● Short problem
Reproduce exactly the line in which "Would you please place a dot on the person in" occurs and all the lines after it, ending with the last line.
========================================================================
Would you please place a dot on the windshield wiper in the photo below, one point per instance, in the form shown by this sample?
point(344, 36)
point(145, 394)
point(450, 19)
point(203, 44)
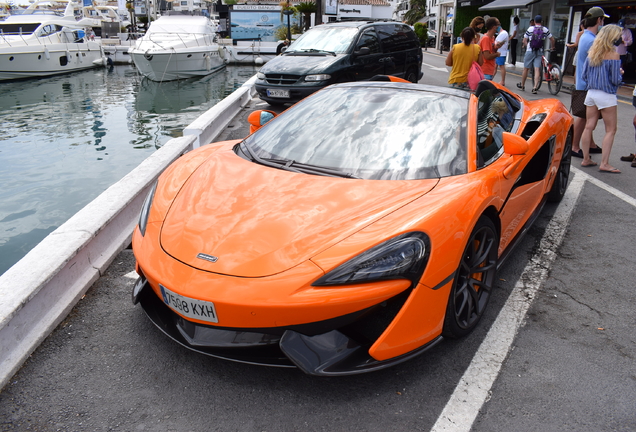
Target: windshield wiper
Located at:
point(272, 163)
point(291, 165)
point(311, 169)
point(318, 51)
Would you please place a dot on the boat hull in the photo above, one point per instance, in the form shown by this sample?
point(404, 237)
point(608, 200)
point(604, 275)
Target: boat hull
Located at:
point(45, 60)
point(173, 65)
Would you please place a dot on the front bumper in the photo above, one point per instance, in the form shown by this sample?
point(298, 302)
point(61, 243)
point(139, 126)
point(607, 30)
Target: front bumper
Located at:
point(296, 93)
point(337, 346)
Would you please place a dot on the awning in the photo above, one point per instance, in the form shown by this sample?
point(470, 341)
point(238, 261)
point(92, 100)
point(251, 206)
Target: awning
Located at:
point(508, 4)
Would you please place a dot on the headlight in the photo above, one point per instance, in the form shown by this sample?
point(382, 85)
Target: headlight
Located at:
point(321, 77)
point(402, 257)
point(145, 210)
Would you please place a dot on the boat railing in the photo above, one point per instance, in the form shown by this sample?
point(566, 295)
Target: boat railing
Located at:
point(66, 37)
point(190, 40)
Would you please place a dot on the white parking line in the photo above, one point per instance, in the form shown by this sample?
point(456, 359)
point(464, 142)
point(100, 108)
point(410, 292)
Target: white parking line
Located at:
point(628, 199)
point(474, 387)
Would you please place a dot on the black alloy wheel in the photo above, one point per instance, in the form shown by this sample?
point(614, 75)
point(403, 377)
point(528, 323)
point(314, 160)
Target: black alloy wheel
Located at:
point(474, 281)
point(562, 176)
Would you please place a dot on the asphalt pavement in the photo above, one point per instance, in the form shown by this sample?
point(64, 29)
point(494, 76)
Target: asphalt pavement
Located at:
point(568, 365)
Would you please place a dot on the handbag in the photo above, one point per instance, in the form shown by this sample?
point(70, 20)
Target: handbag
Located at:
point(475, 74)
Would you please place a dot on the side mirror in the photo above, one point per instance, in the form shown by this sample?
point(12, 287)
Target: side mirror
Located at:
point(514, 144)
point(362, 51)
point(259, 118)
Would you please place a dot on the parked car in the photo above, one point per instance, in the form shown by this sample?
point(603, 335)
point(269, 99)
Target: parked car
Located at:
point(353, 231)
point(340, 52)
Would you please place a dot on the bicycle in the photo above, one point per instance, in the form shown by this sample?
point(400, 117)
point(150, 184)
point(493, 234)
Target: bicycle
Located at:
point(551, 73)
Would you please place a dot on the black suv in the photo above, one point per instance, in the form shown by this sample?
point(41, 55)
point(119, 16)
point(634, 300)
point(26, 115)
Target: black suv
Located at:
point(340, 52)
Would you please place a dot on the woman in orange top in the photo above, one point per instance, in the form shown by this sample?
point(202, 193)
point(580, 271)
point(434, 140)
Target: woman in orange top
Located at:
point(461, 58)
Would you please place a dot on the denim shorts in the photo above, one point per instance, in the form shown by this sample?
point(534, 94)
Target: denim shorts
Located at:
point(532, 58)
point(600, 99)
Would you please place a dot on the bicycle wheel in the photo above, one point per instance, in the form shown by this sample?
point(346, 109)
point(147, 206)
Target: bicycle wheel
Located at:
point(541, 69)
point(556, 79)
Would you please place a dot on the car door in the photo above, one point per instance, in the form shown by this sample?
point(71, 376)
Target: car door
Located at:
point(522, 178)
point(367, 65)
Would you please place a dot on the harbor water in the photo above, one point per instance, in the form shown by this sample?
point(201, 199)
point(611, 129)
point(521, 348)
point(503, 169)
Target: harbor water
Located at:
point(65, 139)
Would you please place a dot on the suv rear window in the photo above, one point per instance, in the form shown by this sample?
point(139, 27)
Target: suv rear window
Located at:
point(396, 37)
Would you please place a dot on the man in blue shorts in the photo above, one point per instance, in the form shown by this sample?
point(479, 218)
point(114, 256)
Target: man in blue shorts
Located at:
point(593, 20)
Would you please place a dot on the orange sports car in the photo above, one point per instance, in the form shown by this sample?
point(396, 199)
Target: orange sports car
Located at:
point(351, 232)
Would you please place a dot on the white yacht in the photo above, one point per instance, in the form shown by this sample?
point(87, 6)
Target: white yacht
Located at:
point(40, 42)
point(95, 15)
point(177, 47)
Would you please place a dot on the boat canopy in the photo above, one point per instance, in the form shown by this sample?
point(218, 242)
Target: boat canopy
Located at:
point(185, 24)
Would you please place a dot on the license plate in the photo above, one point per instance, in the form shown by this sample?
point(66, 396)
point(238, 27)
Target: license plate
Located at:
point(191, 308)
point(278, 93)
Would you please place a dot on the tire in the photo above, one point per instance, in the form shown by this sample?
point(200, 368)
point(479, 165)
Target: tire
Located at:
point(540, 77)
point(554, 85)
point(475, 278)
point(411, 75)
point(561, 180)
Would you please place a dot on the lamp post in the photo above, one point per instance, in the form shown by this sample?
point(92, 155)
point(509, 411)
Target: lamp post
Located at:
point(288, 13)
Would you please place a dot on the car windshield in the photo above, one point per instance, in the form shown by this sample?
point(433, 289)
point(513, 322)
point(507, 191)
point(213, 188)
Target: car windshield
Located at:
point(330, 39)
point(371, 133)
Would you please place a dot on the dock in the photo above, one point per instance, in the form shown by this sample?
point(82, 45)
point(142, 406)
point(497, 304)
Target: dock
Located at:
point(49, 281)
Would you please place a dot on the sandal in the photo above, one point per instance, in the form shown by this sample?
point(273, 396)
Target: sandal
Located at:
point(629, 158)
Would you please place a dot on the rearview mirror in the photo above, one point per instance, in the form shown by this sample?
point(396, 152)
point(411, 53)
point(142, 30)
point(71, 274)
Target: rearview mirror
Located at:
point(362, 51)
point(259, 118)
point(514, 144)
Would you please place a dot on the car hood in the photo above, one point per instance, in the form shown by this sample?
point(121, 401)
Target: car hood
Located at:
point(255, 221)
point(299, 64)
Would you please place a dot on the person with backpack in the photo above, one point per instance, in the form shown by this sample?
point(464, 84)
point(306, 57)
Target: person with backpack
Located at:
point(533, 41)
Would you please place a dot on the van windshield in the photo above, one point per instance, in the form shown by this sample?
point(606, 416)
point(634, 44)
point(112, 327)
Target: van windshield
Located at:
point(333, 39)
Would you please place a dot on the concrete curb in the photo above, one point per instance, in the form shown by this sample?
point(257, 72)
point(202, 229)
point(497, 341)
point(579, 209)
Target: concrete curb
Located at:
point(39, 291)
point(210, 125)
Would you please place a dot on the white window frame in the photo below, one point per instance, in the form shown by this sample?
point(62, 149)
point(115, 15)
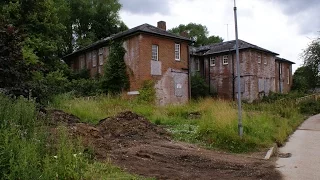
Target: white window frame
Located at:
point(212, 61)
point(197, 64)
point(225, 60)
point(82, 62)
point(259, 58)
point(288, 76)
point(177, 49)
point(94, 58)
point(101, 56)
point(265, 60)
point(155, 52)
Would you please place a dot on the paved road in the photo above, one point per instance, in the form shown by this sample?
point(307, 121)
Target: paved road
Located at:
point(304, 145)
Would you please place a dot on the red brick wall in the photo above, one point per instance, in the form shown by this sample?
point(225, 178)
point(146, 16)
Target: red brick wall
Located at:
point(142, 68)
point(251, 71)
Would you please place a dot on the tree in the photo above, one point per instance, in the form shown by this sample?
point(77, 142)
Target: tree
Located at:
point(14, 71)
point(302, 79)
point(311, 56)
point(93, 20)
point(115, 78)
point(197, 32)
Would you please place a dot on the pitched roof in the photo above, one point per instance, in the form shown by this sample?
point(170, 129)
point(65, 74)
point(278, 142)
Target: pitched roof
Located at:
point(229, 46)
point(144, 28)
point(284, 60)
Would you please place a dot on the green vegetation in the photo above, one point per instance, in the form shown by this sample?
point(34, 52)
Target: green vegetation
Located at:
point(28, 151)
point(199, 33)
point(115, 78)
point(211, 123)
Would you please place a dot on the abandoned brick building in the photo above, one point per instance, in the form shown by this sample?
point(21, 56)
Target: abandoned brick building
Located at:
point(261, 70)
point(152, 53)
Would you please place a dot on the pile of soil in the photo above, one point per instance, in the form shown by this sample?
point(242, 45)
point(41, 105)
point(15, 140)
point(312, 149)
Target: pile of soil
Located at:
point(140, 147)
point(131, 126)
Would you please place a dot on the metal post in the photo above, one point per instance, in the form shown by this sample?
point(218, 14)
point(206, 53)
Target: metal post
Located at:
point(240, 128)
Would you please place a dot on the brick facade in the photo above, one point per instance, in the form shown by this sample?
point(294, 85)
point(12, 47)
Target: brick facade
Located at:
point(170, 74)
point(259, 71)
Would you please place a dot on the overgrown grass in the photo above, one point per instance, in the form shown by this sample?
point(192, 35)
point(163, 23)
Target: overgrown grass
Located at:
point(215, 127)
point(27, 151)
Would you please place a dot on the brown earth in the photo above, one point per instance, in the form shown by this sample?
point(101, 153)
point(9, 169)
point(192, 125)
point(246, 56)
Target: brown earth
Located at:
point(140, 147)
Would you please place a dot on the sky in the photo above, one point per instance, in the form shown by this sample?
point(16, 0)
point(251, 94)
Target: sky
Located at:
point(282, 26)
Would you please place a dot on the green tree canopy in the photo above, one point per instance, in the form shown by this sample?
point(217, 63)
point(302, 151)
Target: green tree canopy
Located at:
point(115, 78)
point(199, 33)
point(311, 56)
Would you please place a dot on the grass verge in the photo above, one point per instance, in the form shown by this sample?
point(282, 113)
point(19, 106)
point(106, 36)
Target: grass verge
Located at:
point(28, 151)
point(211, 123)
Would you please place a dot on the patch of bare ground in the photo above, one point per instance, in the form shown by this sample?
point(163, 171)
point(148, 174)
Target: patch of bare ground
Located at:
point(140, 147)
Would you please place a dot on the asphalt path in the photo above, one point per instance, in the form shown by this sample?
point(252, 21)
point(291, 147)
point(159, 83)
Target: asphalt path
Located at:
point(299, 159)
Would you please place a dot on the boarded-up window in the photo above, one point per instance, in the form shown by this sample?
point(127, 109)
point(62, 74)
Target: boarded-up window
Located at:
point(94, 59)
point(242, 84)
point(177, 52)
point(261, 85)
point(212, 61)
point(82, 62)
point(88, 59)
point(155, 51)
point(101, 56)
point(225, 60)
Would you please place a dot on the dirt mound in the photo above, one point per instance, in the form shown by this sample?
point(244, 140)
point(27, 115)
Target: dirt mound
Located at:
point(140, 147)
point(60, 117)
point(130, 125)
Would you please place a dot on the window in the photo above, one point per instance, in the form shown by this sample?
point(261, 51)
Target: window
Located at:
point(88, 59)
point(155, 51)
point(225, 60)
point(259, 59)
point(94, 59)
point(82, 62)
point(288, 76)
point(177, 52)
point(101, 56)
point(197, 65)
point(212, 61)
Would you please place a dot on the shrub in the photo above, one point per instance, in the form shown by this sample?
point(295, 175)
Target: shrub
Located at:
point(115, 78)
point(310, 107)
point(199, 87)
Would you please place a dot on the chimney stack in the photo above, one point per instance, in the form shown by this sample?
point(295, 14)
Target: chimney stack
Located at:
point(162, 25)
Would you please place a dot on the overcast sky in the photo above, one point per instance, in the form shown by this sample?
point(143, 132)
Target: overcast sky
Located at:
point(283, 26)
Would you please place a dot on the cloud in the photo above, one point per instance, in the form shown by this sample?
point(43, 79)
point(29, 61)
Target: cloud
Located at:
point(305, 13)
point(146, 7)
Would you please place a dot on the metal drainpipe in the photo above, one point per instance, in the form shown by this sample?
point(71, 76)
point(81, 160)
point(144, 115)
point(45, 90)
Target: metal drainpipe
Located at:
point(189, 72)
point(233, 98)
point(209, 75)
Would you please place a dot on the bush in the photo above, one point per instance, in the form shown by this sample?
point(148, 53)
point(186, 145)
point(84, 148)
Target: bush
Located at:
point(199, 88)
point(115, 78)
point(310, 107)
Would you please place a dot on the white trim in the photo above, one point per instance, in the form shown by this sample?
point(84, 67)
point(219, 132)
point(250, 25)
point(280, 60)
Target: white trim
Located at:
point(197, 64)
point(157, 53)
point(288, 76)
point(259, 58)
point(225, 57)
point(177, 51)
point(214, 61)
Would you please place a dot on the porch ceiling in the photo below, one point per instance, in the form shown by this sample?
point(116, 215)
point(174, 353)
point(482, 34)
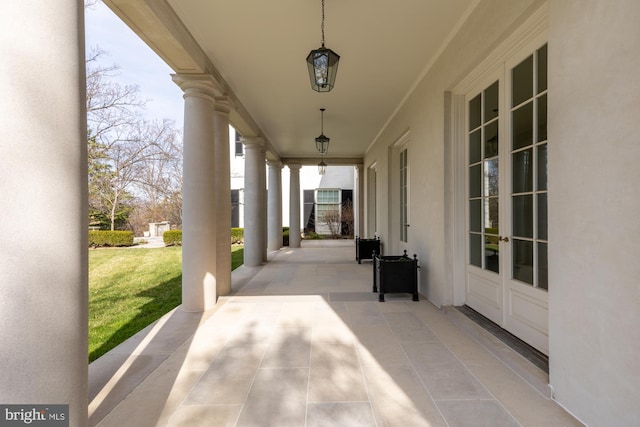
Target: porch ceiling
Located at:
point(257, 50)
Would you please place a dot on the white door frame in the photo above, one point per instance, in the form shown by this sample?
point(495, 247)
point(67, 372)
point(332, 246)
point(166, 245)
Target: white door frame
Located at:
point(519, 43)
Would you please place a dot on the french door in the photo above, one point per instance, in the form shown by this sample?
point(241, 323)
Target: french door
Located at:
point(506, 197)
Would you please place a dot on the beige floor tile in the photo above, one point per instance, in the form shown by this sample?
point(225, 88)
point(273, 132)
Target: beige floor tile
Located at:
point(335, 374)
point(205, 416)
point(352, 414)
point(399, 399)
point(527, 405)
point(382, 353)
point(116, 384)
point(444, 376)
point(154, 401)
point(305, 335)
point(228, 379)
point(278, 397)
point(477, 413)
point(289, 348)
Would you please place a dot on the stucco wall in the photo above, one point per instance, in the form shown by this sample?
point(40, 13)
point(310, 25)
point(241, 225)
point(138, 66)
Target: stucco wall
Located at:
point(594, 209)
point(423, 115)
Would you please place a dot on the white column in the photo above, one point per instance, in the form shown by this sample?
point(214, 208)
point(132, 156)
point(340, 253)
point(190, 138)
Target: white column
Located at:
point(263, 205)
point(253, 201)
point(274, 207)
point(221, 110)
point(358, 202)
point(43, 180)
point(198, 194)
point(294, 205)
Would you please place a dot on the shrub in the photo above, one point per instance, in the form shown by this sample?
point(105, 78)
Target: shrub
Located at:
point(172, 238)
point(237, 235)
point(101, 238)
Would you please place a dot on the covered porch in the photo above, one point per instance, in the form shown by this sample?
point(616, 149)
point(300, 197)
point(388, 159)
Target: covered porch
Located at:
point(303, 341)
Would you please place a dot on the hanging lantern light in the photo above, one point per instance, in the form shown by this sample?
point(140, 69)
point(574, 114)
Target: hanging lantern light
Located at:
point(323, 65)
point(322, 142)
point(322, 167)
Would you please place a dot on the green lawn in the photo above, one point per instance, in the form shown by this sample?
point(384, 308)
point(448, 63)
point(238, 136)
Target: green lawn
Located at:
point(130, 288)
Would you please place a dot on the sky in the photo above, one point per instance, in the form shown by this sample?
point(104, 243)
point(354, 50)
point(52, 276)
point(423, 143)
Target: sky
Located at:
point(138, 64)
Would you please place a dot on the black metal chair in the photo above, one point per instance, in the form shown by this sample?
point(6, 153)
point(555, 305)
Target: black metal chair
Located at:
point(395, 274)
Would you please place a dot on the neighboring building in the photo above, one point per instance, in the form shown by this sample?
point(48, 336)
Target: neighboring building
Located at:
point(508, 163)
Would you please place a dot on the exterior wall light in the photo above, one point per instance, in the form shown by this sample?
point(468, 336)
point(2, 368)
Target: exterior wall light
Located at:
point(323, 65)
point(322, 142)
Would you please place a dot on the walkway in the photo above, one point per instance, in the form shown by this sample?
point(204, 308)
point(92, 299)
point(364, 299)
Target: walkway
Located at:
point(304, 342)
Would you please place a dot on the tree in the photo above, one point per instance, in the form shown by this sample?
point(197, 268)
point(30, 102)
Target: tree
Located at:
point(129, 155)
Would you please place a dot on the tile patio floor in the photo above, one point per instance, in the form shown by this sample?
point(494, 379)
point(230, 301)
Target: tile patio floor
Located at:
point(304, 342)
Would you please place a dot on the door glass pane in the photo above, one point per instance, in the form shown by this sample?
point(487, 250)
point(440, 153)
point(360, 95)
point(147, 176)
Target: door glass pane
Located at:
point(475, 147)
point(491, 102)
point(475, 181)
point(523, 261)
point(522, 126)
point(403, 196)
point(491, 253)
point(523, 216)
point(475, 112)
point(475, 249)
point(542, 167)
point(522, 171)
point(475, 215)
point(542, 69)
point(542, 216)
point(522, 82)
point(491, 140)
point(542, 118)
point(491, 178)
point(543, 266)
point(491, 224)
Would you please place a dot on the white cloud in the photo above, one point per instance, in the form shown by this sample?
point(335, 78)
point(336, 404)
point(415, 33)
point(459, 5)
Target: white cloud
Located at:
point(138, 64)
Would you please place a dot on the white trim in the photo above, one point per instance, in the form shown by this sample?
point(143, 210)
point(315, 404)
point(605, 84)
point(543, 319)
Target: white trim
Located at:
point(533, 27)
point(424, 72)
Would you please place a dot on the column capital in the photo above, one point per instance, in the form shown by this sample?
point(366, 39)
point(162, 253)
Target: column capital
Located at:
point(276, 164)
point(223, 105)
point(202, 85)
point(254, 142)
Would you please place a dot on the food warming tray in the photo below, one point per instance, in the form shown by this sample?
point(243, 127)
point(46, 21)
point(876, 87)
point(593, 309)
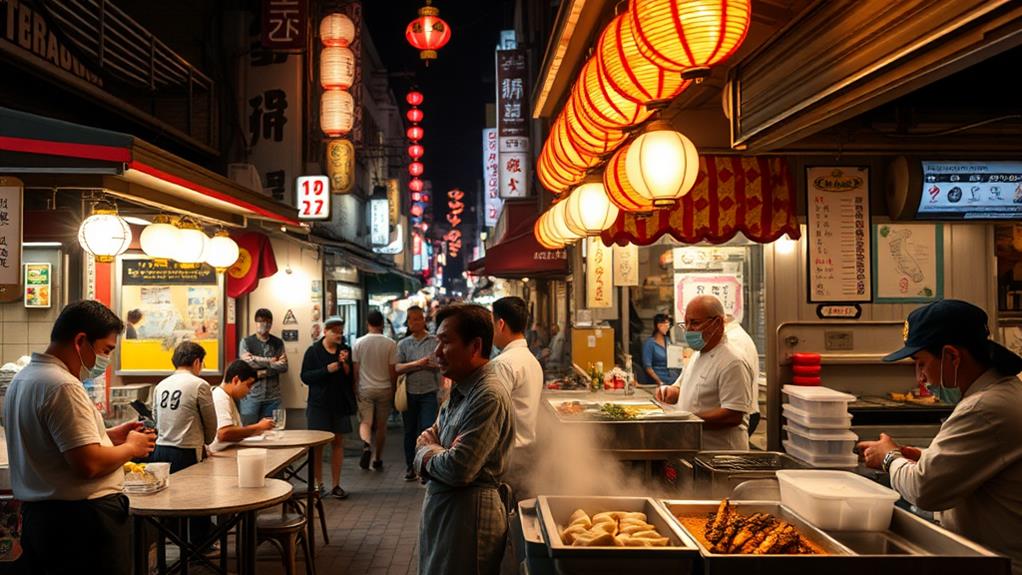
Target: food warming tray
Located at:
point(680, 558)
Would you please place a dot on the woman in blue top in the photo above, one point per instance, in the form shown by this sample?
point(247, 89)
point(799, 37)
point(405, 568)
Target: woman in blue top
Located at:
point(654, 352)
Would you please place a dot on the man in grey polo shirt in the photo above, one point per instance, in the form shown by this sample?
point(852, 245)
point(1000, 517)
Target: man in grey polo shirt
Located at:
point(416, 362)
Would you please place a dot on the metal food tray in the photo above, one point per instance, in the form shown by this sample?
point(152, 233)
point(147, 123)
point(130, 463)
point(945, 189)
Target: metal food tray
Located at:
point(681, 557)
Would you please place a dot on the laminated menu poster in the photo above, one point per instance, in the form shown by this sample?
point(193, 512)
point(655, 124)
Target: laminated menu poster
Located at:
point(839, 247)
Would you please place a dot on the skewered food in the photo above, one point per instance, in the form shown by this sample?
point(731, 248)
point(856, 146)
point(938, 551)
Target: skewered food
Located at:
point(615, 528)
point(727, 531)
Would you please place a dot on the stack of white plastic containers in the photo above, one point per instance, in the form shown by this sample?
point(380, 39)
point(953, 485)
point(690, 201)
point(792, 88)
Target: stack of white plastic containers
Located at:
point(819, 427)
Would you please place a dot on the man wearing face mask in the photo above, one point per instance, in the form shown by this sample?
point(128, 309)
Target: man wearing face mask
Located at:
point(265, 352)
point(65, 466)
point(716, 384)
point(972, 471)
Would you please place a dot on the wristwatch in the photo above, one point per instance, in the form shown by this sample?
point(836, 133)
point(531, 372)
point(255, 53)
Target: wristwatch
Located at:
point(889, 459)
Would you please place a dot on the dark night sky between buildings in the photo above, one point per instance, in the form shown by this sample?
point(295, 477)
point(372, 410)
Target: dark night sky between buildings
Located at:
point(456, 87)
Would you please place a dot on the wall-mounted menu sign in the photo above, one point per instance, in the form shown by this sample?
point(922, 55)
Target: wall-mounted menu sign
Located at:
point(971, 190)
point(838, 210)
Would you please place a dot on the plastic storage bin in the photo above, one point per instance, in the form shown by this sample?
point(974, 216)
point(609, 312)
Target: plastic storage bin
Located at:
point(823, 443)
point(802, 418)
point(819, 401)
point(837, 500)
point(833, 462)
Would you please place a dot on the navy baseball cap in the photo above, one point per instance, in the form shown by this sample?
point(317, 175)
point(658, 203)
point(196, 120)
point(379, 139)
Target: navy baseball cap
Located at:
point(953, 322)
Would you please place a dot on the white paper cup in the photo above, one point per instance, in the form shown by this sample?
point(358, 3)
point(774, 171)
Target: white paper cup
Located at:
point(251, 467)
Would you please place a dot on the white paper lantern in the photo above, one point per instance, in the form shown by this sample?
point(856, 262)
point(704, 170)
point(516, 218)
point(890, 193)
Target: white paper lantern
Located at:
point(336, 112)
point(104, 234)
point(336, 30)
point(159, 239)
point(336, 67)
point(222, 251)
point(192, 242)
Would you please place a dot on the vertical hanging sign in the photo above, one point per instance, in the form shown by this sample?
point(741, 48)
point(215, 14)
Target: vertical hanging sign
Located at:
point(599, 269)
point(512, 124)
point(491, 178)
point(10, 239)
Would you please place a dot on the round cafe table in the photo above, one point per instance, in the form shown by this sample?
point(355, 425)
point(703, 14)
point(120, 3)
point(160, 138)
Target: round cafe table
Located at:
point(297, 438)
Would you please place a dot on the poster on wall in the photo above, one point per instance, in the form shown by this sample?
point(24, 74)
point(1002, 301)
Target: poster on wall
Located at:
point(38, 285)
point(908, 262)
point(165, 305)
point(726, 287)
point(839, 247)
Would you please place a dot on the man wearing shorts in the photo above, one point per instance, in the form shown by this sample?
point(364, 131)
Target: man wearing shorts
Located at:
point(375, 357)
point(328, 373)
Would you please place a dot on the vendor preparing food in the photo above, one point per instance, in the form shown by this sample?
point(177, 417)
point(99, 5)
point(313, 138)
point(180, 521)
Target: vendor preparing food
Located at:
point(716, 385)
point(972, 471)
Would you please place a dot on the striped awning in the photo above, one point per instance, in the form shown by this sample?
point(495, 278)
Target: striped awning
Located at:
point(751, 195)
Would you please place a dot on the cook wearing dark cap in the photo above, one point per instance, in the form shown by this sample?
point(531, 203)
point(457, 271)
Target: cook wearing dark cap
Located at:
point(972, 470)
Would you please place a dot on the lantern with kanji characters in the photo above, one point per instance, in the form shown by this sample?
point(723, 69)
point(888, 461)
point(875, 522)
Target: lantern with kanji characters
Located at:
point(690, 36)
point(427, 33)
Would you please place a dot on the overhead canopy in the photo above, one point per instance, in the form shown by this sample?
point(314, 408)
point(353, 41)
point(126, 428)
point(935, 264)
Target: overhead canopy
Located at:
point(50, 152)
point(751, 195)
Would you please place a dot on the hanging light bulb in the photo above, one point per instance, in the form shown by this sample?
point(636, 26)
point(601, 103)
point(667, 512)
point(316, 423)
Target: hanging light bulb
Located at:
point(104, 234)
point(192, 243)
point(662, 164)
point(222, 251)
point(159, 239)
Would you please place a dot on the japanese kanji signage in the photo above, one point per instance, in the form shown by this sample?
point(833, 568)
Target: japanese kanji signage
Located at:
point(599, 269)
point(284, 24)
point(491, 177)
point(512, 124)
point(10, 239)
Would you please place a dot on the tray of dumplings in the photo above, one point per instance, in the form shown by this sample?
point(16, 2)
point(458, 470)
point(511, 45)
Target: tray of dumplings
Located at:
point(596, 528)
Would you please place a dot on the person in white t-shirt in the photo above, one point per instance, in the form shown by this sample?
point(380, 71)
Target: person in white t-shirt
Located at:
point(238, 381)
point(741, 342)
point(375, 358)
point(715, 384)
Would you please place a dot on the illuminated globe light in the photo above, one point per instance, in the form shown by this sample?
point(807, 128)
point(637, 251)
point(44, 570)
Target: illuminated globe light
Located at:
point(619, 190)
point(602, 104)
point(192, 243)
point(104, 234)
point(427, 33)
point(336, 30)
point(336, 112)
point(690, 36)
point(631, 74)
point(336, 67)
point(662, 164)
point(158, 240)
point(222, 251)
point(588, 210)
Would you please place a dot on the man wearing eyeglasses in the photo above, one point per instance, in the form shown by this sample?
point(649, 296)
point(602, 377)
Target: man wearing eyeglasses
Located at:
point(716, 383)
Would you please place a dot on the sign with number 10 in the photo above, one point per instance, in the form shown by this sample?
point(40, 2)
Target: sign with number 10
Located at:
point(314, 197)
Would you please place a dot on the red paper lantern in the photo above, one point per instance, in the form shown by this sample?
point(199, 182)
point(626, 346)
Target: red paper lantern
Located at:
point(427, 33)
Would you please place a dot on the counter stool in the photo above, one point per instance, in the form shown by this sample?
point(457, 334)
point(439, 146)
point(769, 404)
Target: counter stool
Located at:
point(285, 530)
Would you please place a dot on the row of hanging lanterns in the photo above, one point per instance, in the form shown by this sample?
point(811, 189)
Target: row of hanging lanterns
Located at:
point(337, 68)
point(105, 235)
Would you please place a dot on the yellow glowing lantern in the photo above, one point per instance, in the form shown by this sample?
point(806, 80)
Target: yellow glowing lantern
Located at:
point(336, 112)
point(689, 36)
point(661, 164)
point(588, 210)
========================================================================
● Expected answer
Would you please place a dot on the person in white t-shirt in the photo above, one point per instance, in the form shown by this sample?
point(380, 71)
Target: person in white t-shirt
Located at:
point(238, 381)
point(741, 342)
point(375, 358)
point(715, 384)
Would you please place a dot on the illuminated globe light in the photo above, one point per instance, in the form shown by this sample?
point(807, 128)
point(637, 251)
point(44, 570)
Target: illuminated globe light
Located at:
point(619, 190)
point(602, 104)
point(192, 243)
point(104, 234)
point(427, 33)
point(336, 30)
point(336, 112)
point(690, 36)
point(631, 74)
point(336, 67)
point(662, 164)
point(158, 240)
point(222, 251)
point(588, 210)
Would you please place a dot on the man wearing eyeglasses in the photo above, one point per instance, in the form shown by this sample?
point(649, 296)
point(602, 377)
Target: man wearing eyeglasses
Located at:
point(716, 383)
Would you please place a dot on the sign with number 10 in the photo above, one point per instance, in the form shown by this sample?
point(40, 2)
Target: sign with number 10
Located at:
point(314, 197)
Would you please place a dot on the red paper lantern in the photo above, one point per instance, in the form shown by this sample?
point(199, 182)
point(626, 346)
Target: red paper lantern
Located at:
point(427, 33)
Would you please place a dot on the counter stool in the photo above, one point per instance, in the form shown by this sample?
point(457, 334)
point(439, 146)
point(769, 404)
Target: counter stool
Located at:
point(285, 530)
Would you please place a dot on the row of hanging lanterns in the photo above, one point per instance, in the form shown by this sample?
point(811, 189)
Target: row of hanging lanterns
Located at:
point(337, 68)
point(105, 235)
Would you please place a dot on the yellow glowing lantern in the photo above, one point per instance, in the form shown by this sample?
point(806, 80)
Target: yellow glowing lantern
Located at:
point(336, 112)
point(689, 36)
point(661, 164)
point(588, 210)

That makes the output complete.